:: OBJECTIVE ::
Starting with the line that has "the boulder, find" in it, repeat every line through the last one, word for word, and give nothing more.

═══ RECORDS TO USE

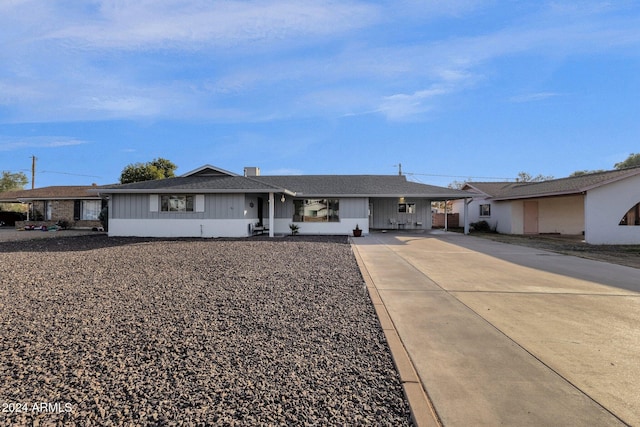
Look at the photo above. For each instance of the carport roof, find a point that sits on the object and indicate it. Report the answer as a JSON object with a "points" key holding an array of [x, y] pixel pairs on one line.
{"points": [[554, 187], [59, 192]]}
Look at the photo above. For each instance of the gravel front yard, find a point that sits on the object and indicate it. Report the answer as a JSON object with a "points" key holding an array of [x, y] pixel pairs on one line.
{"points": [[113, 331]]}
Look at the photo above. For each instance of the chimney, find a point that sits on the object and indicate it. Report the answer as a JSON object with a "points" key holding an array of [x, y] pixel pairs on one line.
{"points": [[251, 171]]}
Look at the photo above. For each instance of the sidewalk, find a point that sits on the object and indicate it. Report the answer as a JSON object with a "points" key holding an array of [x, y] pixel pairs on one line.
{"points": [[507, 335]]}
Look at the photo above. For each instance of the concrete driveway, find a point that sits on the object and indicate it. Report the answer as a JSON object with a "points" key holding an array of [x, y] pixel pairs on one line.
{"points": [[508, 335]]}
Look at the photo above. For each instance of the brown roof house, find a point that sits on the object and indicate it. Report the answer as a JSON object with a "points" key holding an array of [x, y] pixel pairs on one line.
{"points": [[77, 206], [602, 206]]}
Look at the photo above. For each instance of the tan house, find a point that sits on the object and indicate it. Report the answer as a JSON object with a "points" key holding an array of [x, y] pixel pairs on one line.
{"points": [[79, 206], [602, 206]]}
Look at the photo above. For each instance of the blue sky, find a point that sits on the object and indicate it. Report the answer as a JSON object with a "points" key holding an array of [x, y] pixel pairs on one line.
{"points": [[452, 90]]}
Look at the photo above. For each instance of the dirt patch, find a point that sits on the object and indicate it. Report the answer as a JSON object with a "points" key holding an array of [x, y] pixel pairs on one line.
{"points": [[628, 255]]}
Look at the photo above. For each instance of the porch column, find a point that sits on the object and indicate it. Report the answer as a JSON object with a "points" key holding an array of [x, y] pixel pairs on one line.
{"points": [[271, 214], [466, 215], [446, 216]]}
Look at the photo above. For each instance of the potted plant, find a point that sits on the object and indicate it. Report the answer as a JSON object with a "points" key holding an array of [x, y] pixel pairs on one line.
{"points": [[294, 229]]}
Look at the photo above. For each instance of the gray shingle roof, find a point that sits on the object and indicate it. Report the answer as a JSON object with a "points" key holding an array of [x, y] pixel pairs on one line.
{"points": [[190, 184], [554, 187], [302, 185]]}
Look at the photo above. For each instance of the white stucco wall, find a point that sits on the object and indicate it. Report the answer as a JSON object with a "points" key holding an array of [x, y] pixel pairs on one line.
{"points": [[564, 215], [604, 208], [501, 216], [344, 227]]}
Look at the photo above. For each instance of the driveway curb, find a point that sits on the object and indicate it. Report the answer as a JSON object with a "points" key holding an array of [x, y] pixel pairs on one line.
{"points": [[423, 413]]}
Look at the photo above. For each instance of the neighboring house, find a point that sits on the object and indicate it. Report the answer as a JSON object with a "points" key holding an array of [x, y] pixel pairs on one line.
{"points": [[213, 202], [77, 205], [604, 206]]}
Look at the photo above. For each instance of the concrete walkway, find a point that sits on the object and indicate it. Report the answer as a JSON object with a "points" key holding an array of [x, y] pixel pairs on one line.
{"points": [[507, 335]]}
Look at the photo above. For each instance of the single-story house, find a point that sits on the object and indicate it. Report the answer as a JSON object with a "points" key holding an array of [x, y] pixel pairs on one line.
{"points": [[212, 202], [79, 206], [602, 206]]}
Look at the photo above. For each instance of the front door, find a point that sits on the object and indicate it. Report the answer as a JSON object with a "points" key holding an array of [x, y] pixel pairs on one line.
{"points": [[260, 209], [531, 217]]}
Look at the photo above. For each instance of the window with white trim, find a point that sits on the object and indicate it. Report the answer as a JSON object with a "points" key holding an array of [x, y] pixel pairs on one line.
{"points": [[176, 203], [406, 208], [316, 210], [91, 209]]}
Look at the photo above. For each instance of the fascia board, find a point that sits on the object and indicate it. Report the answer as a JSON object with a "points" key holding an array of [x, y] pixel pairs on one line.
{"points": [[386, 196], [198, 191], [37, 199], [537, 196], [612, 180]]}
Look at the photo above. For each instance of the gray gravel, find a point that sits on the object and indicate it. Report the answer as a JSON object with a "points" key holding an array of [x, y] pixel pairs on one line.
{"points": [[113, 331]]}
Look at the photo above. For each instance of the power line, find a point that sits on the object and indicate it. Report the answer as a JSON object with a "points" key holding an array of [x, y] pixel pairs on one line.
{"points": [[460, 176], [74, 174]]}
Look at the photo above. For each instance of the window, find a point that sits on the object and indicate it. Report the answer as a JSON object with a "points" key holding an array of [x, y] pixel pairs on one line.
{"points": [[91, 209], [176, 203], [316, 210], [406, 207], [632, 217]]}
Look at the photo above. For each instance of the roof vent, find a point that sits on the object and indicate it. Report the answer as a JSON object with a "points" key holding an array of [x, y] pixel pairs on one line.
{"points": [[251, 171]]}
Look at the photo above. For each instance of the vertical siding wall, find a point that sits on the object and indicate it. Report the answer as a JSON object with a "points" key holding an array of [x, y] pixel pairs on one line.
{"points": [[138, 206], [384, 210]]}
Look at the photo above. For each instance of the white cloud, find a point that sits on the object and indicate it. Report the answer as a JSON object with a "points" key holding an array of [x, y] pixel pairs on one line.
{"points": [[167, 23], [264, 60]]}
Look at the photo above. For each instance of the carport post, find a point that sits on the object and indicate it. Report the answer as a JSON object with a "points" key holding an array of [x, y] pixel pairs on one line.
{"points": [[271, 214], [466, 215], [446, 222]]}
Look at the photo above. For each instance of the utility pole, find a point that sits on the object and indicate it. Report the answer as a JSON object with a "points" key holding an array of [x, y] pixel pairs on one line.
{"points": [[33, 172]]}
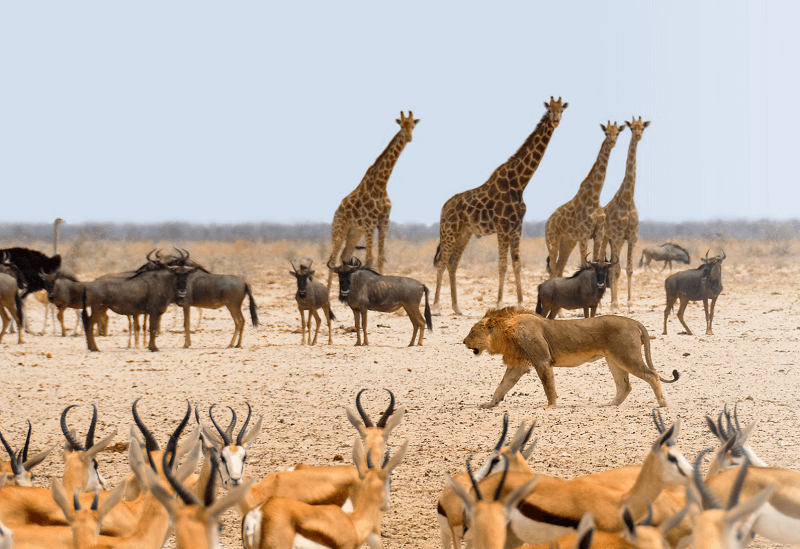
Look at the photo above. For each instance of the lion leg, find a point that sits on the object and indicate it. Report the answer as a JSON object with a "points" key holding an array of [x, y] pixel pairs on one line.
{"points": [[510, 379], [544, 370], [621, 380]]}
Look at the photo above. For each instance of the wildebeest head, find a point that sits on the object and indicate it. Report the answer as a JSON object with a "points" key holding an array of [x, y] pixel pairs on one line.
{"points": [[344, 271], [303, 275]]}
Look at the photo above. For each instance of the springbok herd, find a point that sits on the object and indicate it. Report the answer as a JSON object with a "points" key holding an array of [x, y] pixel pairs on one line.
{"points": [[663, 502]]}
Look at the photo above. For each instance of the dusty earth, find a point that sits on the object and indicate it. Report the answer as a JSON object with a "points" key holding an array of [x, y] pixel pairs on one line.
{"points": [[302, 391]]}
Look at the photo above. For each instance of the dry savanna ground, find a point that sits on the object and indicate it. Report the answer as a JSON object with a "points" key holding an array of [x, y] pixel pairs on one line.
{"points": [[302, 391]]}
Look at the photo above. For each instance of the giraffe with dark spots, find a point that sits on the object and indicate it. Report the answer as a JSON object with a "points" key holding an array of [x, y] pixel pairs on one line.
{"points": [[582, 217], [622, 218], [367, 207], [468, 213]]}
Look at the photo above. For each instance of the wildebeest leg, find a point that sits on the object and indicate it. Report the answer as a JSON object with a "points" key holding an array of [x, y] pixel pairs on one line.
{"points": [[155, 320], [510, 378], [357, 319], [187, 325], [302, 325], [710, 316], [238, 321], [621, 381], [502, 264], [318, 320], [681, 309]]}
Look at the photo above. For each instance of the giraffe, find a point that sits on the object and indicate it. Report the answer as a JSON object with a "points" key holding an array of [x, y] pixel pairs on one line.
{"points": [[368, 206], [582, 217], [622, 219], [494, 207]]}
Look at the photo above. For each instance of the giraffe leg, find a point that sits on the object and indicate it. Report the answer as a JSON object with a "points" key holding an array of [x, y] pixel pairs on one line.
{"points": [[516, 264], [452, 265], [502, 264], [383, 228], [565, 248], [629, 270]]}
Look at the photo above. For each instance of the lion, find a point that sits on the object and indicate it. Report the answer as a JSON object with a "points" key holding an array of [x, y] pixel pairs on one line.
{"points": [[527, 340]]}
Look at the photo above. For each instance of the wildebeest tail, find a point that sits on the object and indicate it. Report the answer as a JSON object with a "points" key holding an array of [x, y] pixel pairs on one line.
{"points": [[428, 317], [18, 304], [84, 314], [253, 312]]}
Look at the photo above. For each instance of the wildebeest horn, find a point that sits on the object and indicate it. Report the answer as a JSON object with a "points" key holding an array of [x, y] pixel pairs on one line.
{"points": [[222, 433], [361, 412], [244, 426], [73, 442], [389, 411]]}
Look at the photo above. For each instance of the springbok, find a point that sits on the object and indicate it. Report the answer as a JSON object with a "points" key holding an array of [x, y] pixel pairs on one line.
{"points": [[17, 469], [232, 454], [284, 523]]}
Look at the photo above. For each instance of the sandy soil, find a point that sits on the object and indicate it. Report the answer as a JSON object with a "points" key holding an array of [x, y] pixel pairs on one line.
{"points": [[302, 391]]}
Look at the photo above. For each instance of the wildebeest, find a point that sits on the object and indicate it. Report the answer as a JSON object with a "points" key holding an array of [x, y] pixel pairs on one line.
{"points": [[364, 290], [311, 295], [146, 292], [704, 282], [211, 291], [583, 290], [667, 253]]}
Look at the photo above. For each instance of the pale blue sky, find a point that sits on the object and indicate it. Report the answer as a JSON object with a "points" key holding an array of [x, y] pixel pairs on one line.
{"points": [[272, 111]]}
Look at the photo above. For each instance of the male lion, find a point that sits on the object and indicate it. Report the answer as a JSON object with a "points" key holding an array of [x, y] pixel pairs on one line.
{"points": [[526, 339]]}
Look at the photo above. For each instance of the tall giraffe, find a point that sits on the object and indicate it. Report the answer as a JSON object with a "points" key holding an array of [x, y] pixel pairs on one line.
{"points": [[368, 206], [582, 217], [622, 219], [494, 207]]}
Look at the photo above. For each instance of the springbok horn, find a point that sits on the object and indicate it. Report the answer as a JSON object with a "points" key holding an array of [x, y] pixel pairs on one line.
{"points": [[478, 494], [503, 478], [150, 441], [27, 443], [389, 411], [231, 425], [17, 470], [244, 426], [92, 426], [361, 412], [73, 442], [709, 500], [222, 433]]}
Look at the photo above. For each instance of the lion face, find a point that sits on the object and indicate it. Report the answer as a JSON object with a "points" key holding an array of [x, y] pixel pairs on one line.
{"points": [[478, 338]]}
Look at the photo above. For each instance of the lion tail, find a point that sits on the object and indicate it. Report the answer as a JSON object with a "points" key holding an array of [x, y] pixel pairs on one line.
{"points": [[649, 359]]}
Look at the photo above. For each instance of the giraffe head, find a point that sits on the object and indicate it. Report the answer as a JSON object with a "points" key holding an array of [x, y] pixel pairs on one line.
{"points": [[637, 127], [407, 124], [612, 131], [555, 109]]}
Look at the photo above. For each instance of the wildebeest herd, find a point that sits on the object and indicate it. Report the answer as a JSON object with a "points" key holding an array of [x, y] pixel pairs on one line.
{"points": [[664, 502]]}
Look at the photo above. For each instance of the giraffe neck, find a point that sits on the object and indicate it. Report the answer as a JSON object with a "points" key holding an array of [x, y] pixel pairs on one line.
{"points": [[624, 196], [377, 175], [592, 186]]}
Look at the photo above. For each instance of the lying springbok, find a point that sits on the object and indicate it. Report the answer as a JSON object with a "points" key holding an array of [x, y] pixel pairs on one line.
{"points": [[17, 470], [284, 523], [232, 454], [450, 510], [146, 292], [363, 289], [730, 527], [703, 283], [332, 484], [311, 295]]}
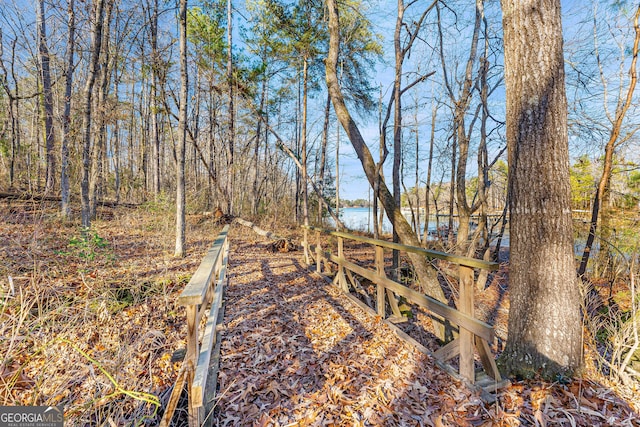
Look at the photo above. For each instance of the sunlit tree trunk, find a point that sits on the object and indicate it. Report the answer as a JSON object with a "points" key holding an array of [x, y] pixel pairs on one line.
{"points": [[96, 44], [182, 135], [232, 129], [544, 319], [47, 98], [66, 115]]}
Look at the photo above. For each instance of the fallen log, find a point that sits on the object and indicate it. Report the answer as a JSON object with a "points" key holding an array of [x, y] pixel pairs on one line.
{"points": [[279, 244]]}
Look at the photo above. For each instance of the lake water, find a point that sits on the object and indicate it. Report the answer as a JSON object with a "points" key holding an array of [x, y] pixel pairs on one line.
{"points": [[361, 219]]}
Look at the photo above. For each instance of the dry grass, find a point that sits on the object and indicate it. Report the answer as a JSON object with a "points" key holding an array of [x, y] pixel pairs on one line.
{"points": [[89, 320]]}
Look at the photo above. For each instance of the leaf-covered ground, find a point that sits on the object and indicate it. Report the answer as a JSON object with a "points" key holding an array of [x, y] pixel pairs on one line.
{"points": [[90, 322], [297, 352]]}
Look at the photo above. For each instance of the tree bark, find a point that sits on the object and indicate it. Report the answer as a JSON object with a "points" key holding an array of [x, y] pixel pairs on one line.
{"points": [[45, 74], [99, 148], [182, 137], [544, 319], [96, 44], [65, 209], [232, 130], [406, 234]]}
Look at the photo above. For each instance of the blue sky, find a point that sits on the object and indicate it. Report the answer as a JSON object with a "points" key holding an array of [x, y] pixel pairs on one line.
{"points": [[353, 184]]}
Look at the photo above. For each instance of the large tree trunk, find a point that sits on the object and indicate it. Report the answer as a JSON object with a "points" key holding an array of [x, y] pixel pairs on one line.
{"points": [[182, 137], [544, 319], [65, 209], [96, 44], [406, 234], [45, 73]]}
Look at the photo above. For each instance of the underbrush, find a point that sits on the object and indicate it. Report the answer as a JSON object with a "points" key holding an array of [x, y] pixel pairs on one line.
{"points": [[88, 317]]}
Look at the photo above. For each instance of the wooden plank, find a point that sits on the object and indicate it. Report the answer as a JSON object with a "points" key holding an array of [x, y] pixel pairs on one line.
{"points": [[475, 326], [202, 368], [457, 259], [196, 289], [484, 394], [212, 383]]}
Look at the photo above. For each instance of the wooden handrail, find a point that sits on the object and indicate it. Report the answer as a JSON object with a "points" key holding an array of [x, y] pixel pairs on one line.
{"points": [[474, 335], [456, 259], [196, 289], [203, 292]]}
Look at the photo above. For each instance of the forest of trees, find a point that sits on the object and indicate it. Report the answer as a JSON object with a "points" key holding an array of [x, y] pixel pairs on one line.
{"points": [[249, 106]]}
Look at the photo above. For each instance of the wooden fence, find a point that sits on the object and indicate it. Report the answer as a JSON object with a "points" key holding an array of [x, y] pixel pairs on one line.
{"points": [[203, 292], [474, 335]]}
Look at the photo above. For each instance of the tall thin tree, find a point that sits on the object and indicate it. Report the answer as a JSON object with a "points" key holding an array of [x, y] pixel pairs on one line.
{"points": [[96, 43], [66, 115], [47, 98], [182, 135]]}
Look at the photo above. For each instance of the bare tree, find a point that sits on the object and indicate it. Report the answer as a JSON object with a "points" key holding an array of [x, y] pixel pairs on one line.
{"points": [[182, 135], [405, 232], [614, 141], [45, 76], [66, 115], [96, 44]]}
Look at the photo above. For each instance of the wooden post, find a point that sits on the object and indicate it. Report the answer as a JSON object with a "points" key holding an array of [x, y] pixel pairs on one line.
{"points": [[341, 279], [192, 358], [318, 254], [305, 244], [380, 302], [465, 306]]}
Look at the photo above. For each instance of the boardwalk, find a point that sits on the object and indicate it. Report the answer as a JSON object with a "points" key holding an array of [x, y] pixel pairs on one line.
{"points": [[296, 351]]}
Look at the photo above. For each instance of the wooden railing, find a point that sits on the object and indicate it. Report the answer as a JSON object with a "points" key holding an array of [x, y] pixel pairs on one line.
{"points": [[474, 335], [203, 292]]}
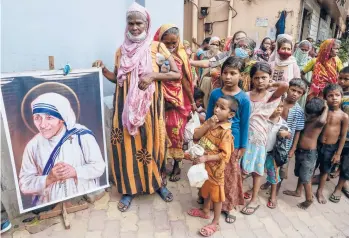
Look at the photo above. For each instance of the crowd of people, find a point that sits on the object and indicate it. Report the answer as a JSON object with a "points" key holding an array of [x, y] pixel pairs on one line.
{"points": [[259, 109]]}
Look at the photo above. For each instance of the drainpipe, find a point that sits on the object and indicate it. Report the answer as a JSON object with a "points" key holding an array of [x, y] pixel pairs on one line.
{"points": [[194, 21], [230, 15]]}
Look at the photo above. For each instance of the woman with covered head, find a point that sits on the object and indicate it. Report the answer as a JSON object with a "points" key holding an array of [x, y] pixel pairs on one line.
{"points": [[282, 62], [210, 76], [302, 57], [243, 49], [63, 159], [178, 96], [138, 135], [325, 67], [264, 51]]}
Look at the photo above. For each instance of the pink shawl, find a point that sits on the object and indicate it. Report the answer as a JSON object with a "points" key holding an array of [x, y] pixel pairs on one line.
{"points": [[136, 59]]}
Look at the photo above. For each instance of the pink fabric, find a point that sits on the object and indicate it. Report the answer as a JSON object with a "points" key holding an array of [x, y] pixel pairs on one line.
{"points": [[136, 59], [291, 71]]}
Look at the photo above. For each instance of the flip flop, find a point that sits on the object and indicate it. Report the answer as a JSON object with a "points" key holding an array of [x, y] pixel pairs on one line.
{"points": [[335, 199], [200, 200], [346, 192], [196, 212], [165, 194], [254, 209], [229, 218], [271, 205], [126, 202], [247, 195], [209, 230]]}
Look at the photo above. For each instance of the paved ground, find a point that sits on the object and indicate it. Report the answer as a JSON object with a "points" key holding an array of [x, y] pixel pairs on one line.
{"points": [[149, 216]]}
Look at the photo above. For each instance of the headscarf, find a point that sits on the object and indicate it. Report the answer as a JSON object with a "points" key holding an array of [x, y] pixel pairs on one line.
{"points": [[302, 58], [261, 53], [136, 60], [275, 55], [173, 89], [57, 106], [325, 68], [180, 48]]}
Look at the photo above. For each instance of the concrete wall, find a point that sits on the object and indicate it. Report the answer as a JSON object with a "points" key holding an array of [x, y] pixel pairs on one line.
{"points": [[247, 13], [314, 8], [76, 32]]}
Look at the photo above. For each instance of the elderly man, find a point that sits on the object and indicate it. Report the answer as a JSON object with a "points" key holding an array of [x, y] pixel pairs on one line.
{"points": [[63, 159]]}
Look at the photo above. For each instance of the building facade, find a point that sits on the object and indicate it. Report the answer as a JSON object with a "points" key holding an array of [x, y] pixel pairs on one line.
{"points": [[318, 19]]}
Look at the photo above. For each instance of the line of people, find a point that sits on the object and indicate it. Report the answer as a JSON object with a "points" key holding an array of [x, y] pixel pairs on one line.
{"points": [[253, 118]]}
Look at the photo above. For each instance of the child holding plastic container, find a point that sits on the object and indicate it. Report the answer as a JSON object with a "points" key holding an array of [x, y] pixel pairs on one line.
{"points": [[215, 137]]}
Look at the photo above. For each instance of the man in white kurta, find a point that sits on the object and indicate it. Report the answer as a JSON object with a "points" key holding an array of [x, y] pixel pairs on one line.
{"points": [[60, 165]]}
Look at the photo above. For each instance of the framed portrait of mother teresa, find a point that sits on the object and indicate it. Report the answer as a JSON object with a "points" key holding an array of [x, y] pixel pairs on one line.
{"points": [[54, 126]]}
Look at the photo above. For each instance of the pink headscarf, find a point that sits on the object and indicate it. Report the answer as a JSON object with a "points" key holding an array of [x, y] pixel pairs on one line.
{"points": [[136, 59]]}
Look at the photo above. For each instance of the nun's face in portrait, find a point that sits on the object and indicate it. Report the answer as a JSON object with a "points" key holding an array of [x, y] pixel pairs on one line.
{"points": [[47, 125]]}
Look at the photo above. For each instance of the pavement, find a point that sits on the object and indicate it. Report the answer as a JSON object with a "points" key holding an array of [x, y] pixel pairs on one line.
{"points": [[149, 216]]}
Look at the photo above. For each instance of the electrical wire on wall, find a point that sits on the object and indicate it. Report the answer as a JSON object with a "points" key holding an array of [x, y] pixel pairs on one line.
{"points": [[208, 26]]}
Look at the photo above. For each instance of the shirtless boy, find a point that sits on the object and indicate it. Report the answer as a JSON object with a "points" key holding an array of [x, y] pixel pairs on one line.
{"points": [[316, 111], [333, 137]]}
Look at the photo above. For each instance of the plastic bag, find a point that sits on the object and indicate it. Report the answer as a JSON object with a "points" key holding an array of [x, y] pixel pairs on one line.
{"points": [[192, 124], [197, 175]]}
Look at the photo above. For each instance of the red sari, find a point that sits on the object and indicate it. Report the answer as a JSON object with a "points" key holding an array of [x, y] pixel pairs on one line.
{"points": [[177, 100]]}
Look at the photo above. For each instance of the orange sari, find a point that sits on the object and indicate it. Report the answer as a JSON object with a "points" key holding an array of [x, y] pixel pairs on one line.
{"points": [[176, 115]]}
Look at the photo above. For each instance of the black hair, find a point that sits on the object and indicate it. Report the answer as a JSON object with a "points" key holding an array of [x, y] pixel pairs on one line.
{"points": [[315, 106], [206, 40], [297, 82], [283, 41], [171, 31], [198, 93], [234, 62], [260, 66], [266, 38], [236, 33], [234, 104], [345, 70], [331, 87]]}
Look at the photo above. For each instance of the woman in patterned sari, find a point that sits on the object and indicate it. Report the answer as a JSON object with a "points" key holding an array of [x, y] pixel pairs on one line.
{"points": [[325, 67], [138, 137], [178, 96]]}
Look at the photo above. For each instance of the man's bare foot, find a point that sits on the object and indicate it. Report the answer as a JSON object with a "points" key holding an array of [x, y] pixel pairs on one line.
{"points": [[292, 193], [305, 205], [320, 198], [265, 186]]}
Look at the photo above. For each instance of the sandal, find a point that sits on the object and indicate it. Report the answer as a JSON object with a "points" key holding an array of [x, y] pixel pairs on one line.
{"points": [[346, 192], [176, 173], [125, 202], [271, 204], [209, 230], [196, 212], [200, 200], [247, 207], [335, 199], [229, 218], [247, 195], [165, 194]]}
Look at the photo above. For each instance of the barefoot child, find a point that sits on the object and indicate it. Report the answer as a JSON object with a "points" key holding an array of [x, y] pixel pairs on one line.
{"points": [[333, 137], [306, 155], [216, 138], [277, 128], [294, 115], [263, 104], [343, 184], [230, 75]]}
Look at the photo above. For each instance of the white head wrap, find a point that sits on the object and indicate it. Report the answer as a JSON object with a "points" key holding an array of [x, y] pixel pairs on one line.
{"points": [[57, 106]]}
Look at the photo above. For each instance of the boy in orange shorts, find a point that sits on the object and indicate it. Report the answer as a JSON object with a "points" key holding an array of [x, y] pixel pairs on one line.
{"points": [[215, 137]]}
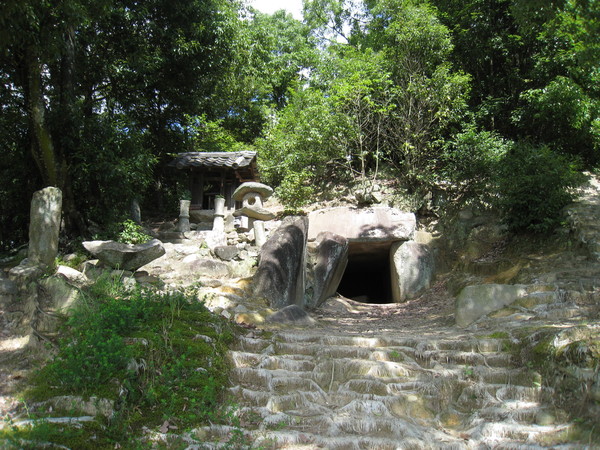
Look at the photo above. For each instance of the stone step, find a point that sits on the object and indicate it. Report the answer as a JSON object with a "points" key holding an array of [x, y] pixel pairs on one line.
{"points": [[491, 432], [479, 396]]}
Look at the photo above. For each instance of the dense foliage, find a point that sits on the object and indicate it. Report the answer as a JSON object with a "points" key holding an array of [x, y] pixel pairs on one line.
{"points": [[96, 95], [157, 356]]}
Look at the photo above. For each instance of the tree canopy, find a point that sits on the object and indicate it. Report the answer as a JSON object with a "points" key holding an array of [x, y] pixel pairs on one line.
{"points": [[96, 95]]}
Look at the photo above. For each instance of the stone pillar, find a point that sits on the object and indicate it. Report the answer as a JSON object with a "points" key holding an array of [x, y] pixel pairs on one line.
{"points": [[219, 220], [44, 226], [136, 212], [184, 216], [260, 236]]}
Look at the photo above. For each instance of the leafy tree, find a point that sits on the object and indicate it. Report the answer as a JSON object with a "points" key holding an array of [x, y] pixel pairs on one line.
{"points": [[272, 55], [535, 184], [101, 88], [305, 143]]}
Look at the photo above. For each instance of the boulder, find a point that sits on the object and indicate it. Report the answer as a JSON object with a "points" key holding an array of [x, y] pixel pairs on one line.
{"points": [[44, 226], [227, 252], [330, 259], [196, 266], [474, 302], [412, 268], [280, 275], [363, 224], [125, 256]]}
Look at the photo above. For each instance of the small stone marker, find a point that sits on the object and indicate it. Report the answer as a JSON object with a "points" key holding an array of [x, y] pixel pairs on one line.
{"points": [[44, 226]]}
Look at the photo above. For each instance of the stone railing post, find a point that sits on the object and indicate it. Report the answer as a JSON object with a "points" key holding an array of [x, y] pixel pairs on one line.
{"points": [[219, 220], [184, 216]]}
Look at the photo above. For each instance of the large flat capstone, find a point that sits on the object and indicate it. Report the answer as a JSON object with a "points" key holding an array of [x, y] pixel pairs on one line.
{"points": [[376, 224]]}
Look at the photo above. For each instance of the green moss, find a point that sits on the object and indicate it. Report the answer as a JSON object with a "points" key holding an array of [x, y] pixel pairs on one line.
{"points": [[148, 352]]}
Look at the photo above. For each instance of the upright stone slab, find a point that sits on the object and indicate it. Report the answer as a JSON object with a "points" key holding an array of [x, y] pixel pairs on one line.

══════

:: FINISHED EXERCISE ::
Look at the photo above. For each instance of the boulder, find a point that sits on the object and indicate it. Report the answer as a JSON object with a "points" key holding an array of [x, y] pixel pairs on one line.
{"points": [[44, 226], [227, 252], [330, 259], [196, 266], [474, 302], [412, 268], [280, 275], [363, 224], [125, 256]]}
Look at the photo above. For each instance of the small stone marker, find a point that sits on the object and indicate it. Report the answer as a JSON object with a "points" key holding an array of [x, y] pixel pairs on one line.
{"points": [[44, 226]]}
Look at the photo above. For each instance of the stone railing post, find a point that sits on the object and indicate it. Report the answer as a JSON object with a "points" key holding an array of [x, y] pixel pairs on one line.
{"points": [[219, 220], [184, 216]]}
Look at the photo above. For each instance of the large flat capstone, find a point that sits on the object and indicate it. Report the answer as a JSON object with a "points" key holding an array of [x, y] pixel pairs on one line.
{"points": [[376, 224]]}
Look at the photo above. For each instance of the green moss, find a point that sits on the object and indicate it. Report the answer as a JSON object with a "points" key holding an array of [x, y] pixel pairs on one line.
{"points": [[148, 352]]}
Look at the photo above. For each instance of the upright stone slab, find a point that sits on the object and indicate it. Report the answer as a JSON object with a "points" key holding an array of [x, y] pixel pairs on one line.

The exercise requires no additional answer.